━━ Text shown ━━
Machine learning (or, for investors,
artificial intelligence) has received plenty of attention. To be successful you
need lots of data. If you’re trying to, say, train a large language model to
write limericks you’ve got oodles of text to draw from. But to train a model
that can predict binding affinities you need lots of measurements, and they must be accurate. Among public repositories, ChEMBL is one of the most
prominent due to its size (>2.4 million compounds) and quality, achieved through
manual curation. But even here you need to be cautious, as illustrated in a
recent open-access J. Chem. Inf. Model. paper by Gregory Landrum and
Sereina Riniker (both at ETH Zurich).
The researchers were interested
in the consistency of IC50 or Ki values for the same
compound against the same target. They downloaded data for >50,000 compounds
run at least twice against the same target. Activity data were compared either directly
or after “maximal curation,” which entailed removing duplicate measurements from
the same paper, removing data against mutant proteins, separating binding vs functional
data, and several other quality checks. They used a variety of statistical
tests (R2, Kendall τ, Cohen’s κ, Matthew’s correlation coefficient)
to evaluate how well the data agreed, the simplest being the fraction of pairs
where the difference was more than 0.3 or 1 log units, roughly two-fold or
ten-fold differences.
The results were not encouraging.
━━━
━━ Material supplied ━━
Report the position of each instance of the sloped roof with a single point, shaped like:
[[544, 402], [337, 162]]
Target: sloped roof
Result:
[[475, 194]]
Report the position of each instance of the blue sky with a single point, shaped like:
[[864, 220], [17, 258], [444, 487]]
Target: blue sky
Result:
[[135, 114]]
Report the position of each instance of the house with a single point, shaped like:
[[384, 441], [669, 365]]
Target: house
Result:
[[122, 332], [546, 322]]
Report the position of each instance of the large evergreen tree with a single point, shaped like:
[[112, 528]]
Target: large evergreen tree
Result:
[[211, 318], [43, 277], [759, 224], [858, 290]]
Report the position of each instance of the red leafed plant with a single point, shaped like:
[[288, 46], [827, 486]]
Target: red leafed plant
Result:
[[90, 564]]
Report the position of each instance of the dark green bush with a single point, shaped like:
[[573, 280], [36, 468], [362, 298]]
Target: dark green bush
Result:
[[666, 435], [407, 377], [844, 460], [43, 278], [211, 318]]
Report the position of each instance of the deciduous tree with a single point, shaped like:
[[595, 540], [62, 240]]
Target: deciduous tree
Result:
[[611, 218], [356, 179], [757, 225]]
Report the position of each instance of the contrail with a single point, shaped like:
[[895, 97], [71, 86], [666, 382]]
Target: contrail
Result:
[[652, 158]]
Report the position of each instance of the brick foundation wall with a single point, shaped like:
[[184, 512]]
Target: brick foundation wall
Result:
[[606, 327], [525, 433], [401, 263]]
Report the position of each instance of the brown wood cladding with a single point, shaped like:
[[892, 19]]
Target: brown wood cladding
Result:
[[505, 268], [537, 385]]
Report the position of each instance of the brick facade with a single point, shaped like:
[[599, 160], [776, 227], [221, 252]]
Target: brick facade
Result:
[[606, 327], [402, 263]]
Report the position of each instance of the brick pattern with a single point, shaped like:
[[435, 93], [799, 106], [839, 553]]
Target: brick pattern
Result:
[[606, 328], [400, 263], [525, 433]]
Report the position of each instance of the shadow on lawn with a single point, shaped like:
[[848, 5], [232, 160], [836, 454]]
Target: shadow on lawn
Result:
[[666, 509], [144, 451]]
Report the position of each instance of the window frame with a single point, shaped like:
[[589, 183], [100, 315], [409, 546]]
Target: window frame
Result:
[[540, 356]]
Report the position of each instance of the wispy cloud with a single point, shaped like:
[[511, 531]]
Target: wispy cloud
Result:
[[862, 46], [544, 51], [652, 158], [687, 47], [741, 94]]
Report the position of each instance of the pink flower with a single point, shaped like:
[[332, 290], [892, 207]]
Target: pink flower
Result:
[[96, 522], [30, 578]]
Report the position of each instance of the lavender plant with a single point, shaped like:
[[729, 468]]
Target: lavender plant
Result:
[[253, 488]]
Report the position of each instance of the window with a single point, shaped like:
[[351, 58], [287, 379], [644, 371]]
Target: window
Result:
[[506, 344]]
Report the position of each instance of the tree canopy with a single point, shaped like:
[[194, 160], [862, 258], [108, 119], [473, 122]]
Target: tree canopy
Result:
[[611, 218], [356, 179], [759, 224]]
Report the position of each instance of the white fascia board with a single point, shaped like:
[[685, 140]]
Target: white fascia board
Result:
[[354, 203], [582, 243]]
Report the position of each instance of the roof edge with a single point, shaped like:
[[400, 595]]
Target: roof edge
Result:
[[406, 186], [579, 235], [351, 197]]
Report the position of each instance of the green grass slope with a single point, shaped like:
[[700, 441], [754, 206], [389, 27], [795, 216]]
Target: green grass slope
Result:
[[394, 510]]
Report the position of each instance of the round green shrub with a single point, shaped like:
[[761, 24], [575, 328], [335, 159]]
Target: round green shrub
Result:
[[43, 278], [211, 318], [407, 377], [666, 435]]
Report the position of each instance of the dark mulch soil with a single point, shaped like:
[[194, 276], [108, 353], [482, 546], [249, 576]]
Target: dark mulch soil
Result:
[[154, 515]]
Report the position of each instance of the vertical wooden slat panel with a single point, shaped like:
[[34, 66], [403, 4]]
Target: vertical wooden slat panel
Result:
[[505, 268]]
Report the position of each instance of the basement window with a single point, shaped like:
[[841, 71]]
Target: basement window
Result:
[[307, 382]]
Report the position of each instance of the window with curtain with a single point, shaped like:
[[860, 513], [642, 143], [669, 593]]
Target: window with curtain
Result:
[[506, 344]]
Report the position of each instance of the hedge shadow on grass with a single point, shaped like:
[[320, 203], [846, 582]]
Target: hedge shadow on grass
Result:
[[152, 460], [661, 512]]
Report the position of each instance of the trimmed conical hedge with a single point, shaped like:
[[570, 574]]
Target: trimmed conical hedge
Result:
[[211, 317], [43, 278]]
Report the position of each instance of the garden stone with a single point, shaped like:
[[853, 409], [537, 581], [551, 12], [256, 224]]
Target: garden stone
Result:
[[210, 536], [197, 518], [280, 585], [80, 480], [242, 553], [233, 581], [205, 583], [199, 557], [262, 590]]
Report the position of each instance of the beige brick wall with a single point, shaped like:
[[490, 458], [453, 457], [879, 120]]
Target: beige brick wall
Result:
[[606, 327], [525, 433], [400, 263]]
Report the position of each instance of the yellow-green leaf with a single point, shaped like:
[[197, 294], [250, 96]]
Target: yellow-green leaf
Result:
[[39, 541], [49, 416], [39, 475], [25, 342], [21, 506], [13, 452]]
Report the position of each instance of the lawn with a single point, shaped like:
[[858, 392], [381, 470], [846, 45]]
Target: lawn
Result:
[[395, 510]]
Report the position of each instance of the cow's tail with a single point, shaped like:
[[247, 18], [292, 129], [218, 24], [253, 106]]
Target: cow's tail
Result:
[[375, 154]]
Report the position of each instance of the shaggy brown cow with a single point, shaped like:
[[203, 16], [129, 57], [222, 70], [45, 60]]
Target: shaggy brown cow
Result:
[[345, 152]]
━━━
### Using the information
(a) Return everything in the ChEMBL article from "The researchers were" down to "were not encouraging.".
(b) Answer these questions from the ChEMBL article:
(i) How many compounds does ChEMBL contain?
(ii) Where are Gregory Landrum and Sereina Riniker based?
(iii) Roughly what fold differences do differences of 0.3 and 1 log units correspond to?

### Responses to the tasks
(a)
The researchers were interested
in the consistency of IC50 or Ki values for the same
compound against the same target. They downloaded data for >50,000 compounds
run at least twice against the same target. Activity data were compared either directly
or after “maximal curation,” which entailed removing duplicate measurements from
the same paper, removing data against mutant proteins, separating binding vs functional
data, and several other quality checks. They used a variety of statistical
tests (R2, Kendall τ, Cohen’s κ, Matthew’s correlation coefficient)
to evaluate how well the data agreed, the simplest being the fraction of pairs
where the difference was more than 0.3 or 1 log units, roughly two-fold or
ten-fold differences.
The results were not encouraging.

(b)
(i) More than 2.4 million.
(ii) ETH Zurich.
(iii) Roughly two-fold and ten-fold.